### Sezione di testo

Urlo Violata è di Carla Giacchella, Gioconda Violata e Venere Violata sono di Eugenio Saguatti

Che storia è questa?

Il 23 marzo 2013, appena fuori da una galleria e dal centro di Ancona, viene inaugurata “Volata”, il monumento in onore delle donne vittime di violenza, voluto da diverse istituzioni tra cui il Comitato per le Pari Opportunità tra Uomo e Donna della Regione Marche e realizzato da Floriano Ippoliti sul modello di una sua precedente opera titolata Donna con borsa. La statua, un po’ per il colore, un po’ per l’opinabile messaggio, viene prontamente avvistata da Emanuela Ghinaglia, rappresentante del comitato Se non ora quando di Cremona, che lancia un appello su facebook al fine di rimuoverla. Cristina Babino e Alessandra Carnaroli sono le promotrici della petizione, che nel giro di pochi giorni supera le 1700 firme, loro iniziativa anche i numerosi appelli e comunicati stampa rivolti alla Commissione Pari Opportunità nella continua ricerca di un confronto e un dialogo sulla questione.

### Obiettivo dell'esercizio
Scrivi i nomi di tutte le persone citate nel testo sul monumento Volata. Le righe vengono da un'altra fonte, non da questo testo.

### Righe fornite
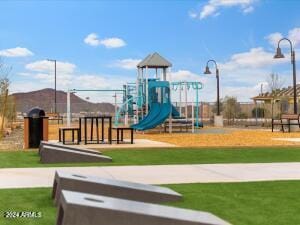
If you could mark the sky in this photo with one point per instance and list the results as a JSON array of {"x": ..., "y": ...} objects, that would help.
[{"x": 97, "y": 44}]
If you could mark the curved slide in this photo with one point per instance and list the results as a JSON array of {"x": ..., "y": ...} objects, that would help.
[{"x": 155, "y": 117}]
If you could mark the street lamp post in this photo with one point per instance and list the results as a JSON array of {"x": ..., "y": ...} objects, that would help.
[
  {"x": 54, "y": 60},
  {"x": 279, "y": 55},
  {"x": 207, "y": 71}
]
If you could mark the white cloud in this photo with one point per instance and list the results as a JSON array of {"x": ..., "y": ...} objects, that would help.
[
  {"x": 128, "y": 64},
  {"x": 114, "y": 42},
  {"x": 48, "y": 66},
  {"x": 15, "y": 52},
  {"x": 43, "y": 72},
  {"x": 293, "y": 35},
  {"x": 91, "y": 81},
  {"x": 213, "y": 6},
  {"x": 248, "y": 10},
  {"x": 185, "y": 75},
  {"x": 92, "y": 39},
  {"x": 193, "y": 15},
  {"x": 254, "y": 58},
  {"x": 274, "y": 38}
]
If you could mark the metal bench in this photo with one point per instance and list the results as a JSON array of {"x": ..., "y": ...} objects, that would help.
[
  {"x": 110, "y": 187},
  {"x": 62, "y": 135},
  {"x": 56, "y": 117},
  {"x": 78, "y": 208},
  {"x": 51, "y": 154},
  {"x": 285, "y": 120},
  {"x": 44, "y": 144}
]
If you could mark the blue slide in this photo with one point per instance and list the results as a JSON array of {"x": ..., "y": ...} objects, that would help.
[
  {"x": 153, "y": 113},
  {"x": 155, "y": 118}
]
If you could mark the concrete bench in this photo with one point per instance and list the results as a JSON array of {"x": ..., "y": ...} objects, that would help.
[
  {"x": 110, "y": 187},
  {"x": 44, "y": 144},
  {"x": 80, "y": 208},
  {"x": 286, "y": 120},
  {"x": 51, "y": 154}
]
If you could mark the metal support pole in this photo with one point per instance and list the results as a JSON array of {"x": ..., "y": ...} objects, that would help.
[
  {"x": 69, "y": 108},
  {"x": 218, "y": 92},
  {"x": 185, "y": 92},
  {"x": 294, "y": 82},
  {"x": 147, "y": 91},
  {"x": 55, "y": 109}
]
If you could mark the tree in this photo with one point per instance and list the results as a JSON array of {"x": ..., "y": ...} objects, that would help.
[
  {"x": 231, "y": 108},
  {"x": 274, "y": 82}
]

### Ecco la risposta
Carla Giacchella, Eugenio Saguatti, Floriano Ippoliti, Emanuela Ghinaglia, Cristina Babino, Alessandra Carnaroli